TEXT FOR ANALYSIS.
Furthermore, regional analyses, such as those conducted on Italian regions, confirm that
fiscal policy and public investment are potent tools for fostering structural change and
employment at a sub-national level, highlighting the importance of targeted regional
development strategies (Zezza & Guarascio, 2024).
For Algeria, this could mean redirecting spending towards intensive employment
programs and initiatives to develop non-oil industries, creating sustainable and
diversified employment opportunities. This approach echoes findings from Azerbaijan,
where modular profiling and retraining programs have been shown to reduce long-term
unemployment risks effectively (Ismayilov, Almasov, & Mirzayev, 2021).
The relevance of these findings becomes even more pronounced when situated within
the broader geopolitical and macroeconomic shifts of the post-COVID-19 era. The
global pandemic prompted massive fiscal interventions globally, but it also laid bare
the structural limitations of fiscal policy in resource-dependent economies like
Algeria, where countercyclical spending is constrained by oil revenue volatility
(Fernandes, 2020; Hansen, 2020). The SVAR analysis confirms that Algeria's public
expenditure has significant, though short-lived, effects on output and employment —
a dynamic that became increasingly evident during the emergency response to
COVID-19, when the Algerian government faced a dual shock of collapsing oil prices
and growing social demands.

ENTRIES SUPPLIED.
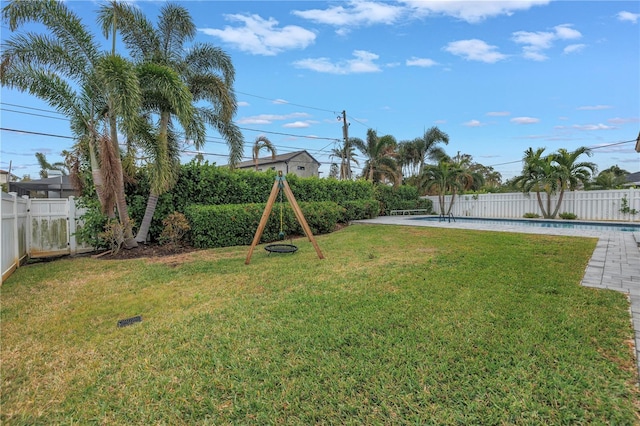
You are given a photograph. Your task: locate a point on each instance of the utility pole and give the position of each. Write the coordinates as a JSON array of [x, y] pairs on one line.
[[345, 135]]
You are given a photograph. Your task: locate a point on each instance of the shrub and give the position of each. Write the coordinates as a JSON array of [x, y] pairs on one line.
[[401, 198], [236, 224], [568, 216], [360, 209], [176, 227]]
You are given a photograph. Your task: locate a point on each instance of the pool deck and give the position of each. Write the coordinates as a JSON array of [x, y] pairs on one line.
[[614, 264]]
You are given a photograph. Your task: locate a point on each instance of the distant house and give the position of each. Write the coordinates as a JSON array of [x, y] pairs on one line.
[[300, 163], [6, 178], [53, 187], [632, 179]]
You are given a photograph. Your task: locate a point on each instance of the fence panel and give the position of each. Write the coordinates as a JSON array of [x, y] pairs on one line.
[[13, 233], [587, 205]]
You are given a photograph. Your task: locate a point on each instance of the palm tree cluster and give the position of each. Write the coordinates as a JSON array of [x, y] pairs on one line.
[[554, 173], [162, 92]]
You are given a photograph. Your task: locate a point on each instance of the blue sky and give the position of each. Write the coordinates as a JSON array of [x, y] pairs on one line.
[[498, 77]]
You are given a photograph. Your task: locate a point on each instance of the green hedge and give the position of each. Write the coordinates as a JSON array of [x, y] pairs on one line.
[[360, 209], [401, 198], [236, 224], [207, 184]]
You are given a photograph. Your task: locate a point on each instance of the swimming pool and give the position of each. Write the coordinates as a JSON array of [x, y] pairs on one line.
[[541, 223]]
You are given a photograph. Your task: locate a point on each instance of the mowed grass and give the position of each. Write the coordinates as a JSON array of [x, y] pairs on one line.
[[397, 325]]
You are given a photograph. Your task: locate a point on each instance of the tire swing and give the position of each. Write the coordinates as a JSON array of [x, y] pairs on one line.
[[281, 247], [279, 186]]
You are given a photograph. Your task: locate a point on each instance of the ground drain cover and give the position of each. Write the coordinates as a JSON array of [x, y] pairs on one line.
[[129, 321]]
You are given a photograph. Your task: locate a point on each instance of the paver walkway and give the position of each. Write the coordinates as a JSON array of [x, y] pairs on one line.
[[614, 265]]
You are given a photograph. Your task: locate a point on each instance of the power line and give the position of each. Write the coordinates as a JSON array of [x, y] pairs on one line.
[[286, 102]]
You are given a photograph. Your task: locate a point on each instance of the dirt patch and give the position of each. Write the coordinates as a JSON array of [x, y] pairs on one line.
[[144, 251]]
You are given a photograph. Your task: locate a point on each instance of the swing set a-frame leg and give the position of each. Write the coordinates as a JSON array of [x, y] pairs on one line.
[[281, 180], [263, 220]]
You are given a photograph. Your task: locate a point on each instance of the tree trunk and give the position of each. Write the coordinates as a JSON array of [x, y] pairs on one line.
[[121, 200], [555, 212], [541, 204], [143, 231]]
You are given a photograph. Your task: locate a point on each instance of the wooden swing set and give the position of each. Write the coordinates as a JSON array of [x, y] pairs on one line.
[[280, 185]]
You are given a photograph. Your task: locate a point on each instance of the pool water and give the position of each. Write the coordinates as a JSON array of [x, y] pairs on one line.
[[542, 223]]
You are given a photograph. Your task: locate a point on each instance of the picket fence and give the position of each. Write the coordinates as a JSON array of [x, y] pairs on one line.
[[37, 228], [587, 205]]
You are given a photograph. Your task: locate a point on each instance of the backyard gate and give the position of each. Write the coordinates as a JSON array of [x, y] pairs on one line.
[[38, 228]]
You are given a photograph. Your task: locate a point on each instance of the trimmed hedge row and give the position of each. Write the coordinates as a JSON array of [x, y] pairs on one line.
[[236, 224]]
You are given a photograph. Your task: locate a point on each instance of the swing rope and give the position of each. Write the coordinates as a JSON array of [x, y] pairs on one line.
[[281, 234]]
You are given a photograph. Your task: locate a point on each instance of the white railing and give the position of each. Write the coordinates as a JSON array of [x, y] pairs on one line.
[[587, 205], [38, 227]]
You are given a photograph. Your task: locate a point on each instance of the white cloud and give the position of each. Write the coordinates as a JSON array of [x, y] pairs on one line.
[[354, 14], [260, 36], [573, 48], [628, 16], [525, 120], [421, 62], [593, 127], [537, 42], [297, 125], [594, 107], [475, 50], [363, 63], [471, 11], [619, 120], [270, 118]]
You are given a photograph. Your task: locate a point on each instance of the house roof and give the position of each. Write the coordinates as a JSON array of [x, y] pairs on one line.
[[56, 183], [281, 158], [633, 178]]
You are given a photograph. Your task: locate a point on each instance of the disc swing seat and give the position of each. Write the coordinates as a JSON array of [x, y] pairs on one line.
[[279, 186], [281, 247]]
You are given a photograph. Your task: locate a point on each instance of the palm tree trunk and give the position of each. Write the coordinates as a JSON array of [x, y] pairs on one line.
[[143, 232], [541, 204], [555, 212], [121, 201]]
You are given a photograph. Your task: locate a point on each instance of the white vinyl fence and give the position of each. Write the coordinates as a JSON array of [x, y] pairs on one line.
[[587, 205], [38, 227]]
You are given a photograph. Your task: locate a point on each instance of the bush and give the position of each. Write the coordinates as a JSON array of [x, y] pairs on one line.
[[176, 227], [236, 224], [360, 209], [401, 198], [568, 216]]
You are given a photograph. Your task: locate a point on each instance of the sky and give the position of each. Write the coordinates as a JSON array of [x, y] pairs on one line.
[[498, 77]]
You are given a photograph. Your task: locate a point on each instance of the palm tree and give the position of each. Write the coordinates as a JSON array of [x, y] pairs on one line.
[[380, 157], [426, 147], [204, 70], [67, 70], [347, 154], [444, 178], [45, 166], [553, 173], [262, 142]]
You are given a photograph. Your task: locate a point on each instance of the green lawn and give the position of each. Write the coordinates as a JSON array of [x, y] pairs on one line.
[[397, 325]]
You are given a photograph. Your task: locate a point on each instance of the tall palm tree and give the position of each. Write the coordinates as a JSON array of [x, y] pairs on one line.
[[347, 154], [262, 142], [205, 70], [45, 166], [553, 173], [67, 70], [380, 157], [426, 147], [444, 178]]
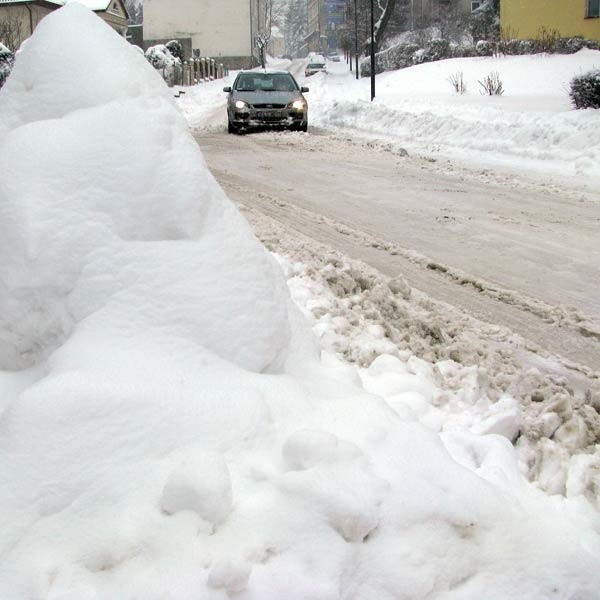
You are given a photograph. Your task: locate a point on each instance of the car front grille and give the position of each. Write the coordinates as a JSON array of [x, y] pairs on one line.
[[274, 106]]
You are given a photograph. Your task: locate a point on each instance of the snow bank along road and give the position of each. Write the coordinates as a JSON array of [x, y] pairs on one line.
[[518, 254]]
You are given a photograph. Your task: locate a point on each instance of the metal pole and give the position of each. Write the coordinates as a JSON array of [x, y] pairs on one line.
[[251, 37], [356, 37], [372, 53]]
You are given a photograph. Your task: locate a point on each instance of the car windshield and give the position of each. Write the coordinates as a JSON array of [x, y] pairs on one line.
[[265, 82]]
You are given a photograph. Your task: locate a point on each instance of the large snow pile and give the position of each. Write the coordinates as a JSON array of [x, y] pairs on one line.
[[165, 429]]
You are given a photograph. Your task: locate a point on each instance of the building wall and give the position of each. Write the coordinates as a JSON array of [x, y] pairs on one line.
[[316, 29], [523, 19], [220, 29], [21, 13], [117, 19]]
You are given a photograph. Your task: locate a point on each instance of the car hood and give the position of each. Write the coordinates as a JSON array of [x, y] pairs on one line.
[[260, 97]]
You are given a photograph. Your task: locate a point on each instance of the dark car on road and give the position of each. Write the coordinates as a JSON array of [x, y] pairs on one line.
[[270, 99]]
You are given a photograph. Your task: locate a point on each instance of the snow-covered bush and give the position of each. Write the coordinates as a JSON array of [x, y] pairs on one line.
[[457, 81], [546, 40], [485, 48], [175, 48], [591, 44], [437, 50], [510, 47], [492, 84], [569, 45], [585, 90], [6, 62], [162, 60], [485, 23]]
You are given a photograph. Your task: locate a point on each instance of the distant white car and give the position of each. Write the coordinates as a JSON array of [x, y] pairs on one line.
[[315, 67]]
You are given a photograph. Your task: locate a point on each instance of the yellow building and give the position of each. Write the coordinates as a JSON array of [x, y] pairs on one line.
[[523, 19]]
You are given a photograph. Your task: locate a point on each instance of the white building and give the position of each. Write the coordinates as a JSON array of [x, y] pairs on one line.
[[220, 29]]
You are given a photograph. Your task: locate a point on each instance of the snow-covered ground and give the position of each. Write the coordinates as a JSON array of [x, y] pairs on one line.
[[530, 129], [168, 427]]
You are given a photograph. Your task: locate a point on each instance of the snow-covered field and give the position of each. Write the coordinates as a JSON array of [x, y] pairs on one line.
[[168, 426], [530, 129]]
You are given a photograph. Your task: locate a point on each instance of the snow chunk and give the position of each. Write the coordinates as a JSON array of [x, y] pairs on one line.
[[201, 484], [230, 574]]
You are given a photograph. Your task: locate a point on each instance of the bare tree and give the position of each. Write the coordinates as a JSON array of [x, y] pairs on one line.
[[265, 23], [386, 10], [11, 32]]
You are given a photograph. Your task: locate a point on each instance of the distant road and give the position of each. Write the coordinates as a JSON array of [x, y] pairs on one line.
[[507, 252]]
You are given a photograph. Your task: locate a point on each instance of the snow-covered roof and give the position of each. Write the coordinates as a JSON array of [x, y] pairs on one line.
[[91, 4]]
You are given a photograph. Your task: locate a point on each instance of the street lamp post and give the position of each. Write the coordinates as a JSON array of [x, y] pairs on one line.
[[372, 53], [356, 37]]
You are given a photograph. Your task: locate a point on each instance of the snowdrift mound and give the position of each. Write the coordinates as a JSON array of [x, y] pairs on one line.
[[98, 174], [147, 457], [532, 126]]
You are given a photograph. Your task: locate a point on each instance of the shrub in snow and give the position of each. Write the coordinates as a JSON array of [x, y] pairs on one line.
[[462, 50], [510, 47], [175, 48], [546, 40], [458, 83], [163, 61], [6, 62], [492, 84], [485, 48], [484, 23], [568, 45], [527, 47], [437, 50], [585, 90]]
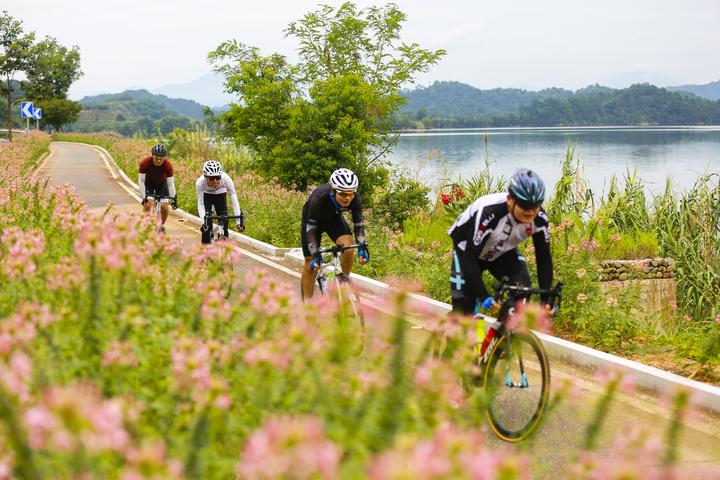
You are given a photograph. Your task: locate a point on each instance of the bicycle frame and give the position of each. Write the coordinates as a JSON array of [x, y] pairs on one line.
[[325, 273], [220, 220], [158, 201]]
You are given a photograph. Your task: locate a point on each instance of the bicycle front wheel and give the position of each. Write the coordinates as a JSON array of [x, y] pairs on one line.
[[517, 385], [351, 317]]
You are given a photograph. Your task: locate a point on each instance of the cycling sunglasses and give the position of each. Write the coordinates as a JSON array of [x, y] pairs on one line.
[[528, 206], [345, 194]]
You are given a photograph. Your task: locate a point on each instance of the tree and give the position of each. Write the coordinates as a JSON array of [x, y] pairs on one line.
[[51, 71], [333, 107], [58, 112], [14, 57]]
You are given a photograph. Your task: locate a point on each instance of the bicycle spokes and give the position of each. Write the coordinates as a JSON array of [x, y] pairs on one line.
[[517, 383]]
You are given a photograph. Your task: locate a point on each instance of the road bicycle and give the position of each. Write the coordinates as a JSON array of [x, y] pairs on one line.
[[211, 231], [214, 232], [158, 201], [330, 279], [514, 368]]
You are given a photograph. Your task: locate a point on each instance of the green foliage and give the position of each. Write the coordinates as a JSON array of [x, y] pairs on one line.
[[402, 199], [15, 48], [333, 108], [53, 68], [58, 112]]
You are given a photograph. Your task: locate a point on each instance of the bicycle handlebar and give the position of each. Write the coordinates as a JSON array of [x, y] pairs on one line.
[[341, 248], [223, 217], [514, 291]]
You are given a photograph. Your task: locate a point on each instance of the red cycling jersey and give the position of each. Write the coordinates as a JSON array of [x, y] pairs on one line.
[[155, 174]]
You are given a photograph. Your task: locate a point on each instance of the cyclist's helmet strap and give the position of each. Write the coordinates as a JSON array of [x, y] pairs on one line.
[[526, 187], [344, 179], [212, 168], [159, 150]]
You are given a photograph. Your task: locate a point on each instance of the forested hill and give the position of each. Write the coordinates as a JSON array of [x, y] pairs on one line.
[[134, 99], [455, 99], [640, 104], [711, 90], [136, 111]]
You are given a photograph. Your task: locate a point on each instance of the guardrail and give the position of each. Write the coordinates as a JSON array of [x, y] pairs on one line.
[[644, 376]]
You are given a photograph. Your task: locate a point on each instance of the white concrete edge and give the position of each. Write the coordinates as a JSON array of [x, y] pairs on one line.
[[644, 376]]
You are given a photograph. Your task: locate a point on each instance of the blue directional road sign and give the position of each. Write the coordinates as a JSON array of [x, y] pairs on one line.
[[26, 110]]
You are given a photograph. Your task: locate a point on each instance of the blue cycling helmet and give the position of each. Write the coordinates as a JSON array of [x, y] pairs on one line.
[[527, 188]]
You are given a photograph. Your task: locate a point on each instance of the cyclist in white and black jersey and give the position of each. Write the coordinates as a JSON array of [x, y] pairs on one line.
[[322, 212], [212, 188], [486, 235]]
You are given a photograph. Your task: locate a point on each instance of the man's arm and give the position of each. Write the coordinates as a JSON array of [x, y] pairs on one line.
[[171, 187], [230, 185], [358, 222], [169, 172], [543, 259], [201, 198], [470, 259]]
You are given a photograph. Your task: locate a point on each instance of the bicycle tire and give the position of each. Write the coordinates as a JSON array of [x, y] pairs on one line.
[[352, 310], [514, 409]]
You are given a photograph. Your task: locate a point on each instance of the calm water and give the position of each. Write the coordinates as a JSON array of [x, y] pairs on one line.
[[682, 153]]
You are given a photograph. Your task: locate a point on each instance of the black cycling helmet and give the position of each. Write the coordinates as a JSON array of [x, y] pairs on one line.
[[527, 188], [159, 150]]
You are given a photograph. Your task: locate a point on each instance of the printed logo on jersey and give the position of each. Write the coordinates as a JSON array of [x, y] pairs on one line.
[[481, 230]]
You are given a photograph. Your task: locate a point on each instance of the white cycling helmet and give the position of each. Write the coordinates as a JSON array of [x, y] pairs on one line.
[[344, 179], [212, 168]]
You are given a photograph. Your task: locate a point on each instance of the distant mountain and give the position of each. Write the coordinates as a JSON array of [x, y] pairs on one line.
[[711, 90], [207, 90], [179, 106], [455, 99]]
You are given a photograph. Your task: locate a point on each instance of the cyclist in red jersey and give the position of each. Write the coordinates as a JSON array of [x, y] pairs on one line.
[[156, 178]]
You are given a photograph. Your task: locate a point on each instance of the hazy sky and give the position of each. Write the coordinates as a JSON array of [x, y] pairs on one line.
[[522, 43]]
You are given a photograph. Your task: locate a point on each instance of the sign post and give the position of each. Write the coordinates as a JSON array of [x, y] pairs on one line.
[[37, 113], [26, 112]]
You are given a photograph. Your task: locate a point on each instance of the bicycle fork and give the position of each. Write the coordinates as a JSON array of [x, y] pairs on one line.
[[508, 377]]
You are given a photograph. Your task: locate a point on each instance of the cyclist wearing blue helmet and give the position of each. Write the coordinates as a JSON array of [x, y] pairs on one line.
[[486, 236]]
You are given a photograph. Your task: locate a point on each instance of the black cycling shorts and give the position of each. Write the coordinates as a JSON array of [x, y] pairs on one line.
[[334, 230], [157, 189], [219, 202], [510, 264]]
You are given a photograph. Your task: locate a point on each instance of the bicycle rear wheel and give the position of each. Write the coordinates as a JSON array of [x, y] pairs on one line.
[[517, 385]]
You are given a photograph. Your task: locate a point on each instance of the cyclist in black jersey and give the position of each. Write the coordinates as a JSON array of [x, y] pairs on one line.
[[486, 235], [322, 212]]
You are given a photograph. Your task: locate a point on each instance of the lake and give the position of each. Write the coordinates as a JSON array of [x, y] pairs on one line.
[[681, 153]]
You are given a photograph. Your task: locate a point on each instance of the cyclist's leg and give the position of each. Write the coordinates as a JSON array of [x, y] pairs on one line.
[[208, 203], [164, 207], [307, 279], [150, 189], [221, 209], [460, 301], [340, 233]]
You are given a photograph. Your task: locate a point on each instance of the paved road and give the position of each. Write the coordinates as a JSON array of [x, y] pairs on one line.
[[560, 437]]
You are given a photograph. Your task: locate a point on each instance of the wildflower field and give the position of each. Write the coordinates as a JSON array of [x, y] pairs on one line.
[[131, 359], [587, 229]]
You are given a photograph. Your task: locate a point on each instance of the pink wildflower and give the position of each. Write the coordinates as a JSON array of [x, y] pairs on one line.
[[289, 447]]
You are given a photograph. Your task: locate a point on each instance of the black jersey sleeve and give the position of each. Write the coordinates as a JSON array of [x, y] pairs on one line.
[[543, 257], [469, 261], [358, 222], [311, 226]]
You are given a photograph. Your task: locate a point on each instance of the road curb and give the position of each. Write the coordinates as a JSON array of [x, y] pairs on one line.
[[644, 376]]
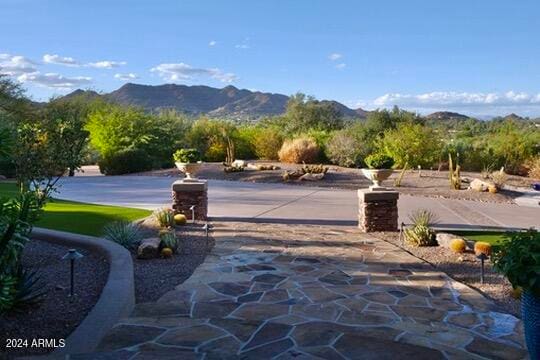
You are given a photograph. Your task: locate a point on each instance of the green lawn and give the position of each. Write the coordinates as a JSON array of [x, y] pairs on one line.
[[80, 218], [495, 238]]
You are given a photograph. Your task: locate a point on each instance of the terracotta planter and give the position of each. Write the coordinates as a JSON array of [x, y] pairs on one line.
[[377, 176], [188, 169]]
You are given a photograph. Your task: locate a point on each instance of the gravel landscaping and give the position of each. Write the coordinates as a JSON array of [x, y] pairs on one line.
[[155, 277], [464, 268], [57, 315], [429, 183]]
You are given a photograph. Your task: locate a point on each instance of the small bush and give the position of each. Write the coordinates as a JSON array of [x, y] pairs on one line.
[[342, 149], [481, 247], [267, 143], [458, 245], [123, 233], [169, 240], [421, 233], [499, 178], [165, 217], [299, 150], [534, 168], [125, 162], [379, 161]]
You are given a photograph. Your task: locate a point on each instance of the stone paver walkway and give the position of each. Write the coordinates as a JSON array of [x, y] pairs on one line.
[[302, 292]]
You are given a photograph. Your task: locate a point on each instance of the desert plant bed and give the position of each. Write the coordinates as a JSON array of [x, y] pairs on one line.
[[431, 183], [155, 277], [464, 267], [57, 315]]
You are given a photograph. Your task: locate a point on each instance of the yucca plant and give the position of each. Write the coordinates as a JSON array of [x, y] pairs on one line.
[[164, 217], [421, 234], [123, 233]]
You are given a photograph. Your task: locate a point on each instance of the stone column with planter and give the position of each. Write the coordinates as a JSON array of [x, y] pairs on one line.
[[377, 206], [377, 210], [191, 193]]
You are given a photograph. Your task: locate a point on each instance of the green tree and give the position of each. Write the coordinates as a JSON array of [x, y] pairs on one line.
[[412, 144]]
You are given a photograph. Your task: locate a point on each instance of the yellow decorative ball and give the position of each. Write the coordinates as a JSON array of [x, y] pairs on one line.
[[516, 293], [481, 247], [166, 252], [180, 219], [458, 245]]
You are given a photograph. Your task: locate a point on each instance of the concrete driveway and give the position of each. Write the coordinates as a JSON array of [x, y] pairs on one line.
[[286, 203]]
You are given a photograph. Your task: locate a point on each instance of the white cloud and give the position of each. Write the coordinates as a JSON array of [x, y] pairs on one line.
[[60, 60], [14, 65], [458, 99], [126, 77], [54, 80], [185, 72], [106, 64]]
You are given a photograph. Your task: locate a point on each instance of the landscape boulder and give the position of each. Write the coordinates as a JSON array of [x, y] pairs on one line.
[[149, 248], [480, 185]]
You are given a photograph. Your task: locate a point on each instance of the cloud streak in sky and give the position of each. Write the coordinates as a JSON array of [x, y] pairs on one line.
[[185, 72]]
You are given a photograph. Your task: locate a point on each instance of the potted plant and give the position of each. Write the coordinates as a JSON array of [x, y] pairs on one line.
[[379, 169], [187, 161], [519, 260]]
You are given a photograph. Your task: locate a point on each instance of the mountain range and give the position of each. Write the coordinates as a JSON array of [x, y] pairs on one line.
[[228, 102]]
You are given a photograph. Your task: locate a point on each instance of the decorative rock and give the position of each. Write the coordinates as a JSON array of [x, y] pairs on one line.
[[479, 185], [149, 248]]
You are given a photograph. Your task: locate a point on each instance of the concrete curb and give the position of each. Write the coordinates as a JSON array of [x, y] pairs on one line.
[[116, 300]]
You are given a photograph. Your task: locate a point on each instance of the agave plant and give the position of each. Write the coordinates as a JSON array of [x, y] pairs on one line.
[[123, 233], [20, 289], [164, 217]]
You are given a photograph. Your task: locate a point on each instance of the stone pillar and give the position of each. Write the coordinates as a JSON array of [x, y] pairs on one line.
[[188, 193], [377, 210]]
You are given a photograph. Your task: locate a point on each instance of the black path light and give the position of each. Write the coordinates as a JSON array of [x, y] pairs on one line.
[[72, 255], [483, 257]]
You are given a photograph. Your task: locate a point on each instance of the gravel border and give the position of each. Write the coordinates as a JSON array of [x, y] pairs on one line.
[[464, 268], [117, 298]]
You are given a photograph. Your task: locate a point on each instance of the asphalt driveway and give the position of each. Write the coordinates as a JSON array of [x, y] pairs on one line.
[[285, 203]]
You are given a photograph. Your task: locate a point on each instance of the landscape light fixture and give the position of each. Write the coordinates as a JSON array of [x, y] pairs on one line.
[[483, 257], [72, 255], [192, 208]]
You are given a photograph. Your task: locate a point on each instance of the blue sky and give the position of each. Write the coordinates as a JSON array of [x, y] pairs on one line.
[[477, 57]]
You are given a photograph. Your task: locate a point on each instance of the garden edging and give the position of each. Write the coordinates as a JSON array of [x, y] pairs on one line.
[[116, 300]]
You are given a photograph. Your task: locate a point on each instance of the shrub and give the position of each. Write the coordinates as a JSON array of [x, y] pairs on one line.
[[421, 234], [534, 168], [123, 233], [299, 150], [499, 178], [458, 245], [165, 217], [519, 260], [187, 155], [342, 149], [267, 142], [379, 161], [169, 240], [125, 161], [481, 247]]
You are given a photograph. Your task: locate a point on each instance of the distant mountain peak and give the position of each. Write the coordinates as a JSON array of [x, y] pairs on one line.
[[200, 99]]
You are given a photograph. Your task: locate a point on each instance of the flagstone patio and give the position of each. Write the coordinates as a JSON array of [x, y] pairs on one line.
[[297, 291]]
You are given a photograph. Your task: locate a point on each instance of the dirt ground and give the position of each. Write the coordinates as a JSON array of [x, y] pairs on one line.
[[429, 183]]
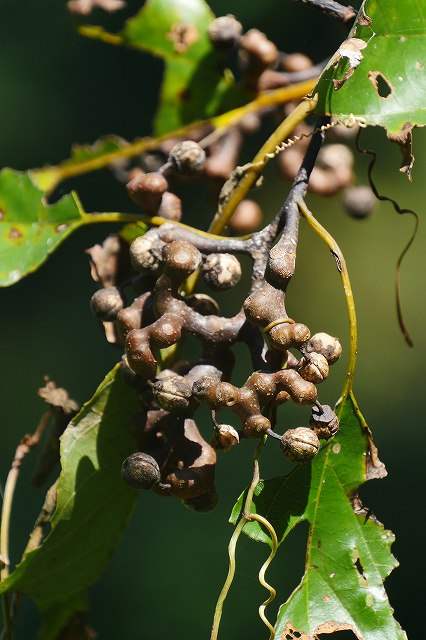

REQUIRED ACTION. Continue the text on Algeria's public spending and employment, starting after its final sentence. The material has no connection to the text on Algeria's fiscal policy.

SOLVED PROBLEM.
Subsequently, the geopolitical upheaval resulting from the Russia–Ukraine war in early
2022 led to a dramatic realignment of global energy markets. With Europe's energy
diversification strategy accelerating, Algeria - the third-largest natural gas supplier to the
European Union - witnessed a renewed geopolitical significance. This shift translated into
higher hydrocarbon revenues and renewed fiscal breathing room for the government
(Abdelkawy & Al Shammre, 2024). However, the SVAR findings caution against
overreliance on transient windfalls, emphasizing instead the need for structural
investments that can yield more persistent growth effects and shield the economy from
future commodity shocks.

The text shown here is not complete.